===== Text block

Network Security

Overview

Maintaining system integrity and security is a top priority at CU*Answers. Significant effort is made in establishing and maintaining a secure infrastructure. While no network can be made completely secure, ample defenses deployed and layered properly should provide adequate protection.

Independent Auditing

Our networks, systems, and security procedures and policies are regularly audited by independent auditors, and our datacenter is SSAE 16 approved. Our disaster recovery plans have been independently audited and approved by an industry-leading disaster recovery and business continuity firm. Additionally, regular spot audits using industry standard tools are performed against systems, networks, and personnel to ensure established security procedures are being followed.

Network Defense

No one step can keep or make a network secure. Therefore we implement security in a layered approach which includes at least the following:

  1. Secure network architecture designed by security experts
  2. Systems segregated by task
  3. Controlled physical access to the data center and systems
  4. Controlled network access to all systems by enterprise-grade firewall and router systems
  5. Technical filters control all outgoing and incoming network traffic to help prevent unauthorized use
  6. Securing of the underlying operating system against known or possible attack by using the manufacturer’s best practice recommendations
  7. Disabling or removing all unnecessary applications and services
  8. Security review of applications for known vulnerabilities and configuration errors
  9. Host-based intrusion detection; all access to the host system is logged and reviewed daily
  10. Systems are regularly patched and kept up to date with the latest software updates
  11. Network-based intrusion detection alerts administrators to attacks
  12. Network-based intrusion prevention thwarts certain known attacks
  13. Anti-virus systems scan network, host, and PC traffic and content in real time for virus activity. Pattern files are updated hourly.

==========

» About this exercise:
Please carry on the network security text above, starting right after its last sentence.

===== Source material

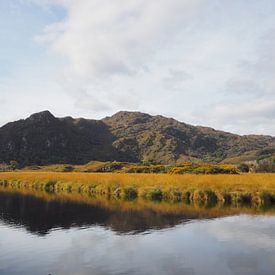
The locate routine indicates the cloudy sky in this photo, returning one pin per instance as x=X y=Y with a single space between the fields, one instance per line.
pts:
x=204 y=62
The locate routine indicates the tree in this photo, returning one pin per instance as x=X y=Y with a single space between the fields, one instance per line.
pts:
x=14 y=165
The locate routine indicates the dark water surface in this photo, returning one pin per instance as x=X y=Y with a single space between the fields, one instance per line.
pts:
x=61 y=237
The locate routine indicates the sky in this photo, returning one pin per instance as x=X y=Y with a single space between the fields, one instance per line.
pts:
x=203 y=62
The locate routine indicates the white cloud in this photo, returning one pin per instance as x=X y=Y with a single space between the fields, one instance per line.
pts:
x=203 y=62
x=107 y=38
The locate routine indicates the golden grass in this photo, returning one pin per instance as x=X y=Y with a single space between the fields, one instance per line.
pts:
x=244 y=188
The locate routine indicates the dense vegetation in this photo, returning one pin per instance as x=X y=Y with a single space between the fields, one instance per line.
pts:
x=258 y=189
x=145 y=168
x=43 y=139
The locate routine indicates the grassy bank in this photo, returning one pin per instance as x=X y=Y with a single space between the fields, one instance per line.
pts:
x=256 y=189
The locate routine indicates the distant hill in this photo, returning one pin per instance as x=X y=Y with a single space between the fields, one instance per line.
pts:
x=126 y=136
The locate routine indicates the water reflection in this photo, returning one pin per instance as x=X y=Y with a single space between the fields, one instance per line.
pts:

==========

» Output of the task:
  14. A proactively trained and alert staff on the latest security vulnerabilities and responses.

Training

People are the closest security layer to the data, and social engineering attacks have historically been the most effective way to compromise networks. Therefore, technical and non-technical staff is regularly trained on the latest security techniques and procedures and social engineering tactics and defenses.

Data Archival

All systems are protected by a comprehensive online backup strategy that includes daily data archival to tape which is rotated off site to a secure storage facility. Additionally, in certain segments backups to online NAS devices ensure backup data is highly available.

Redundant Highly Available Systems

Core network devices are made highly available through redundant load sharing and hot standby hardware as well as redundant network architecture including fiber optic and gigabit technology.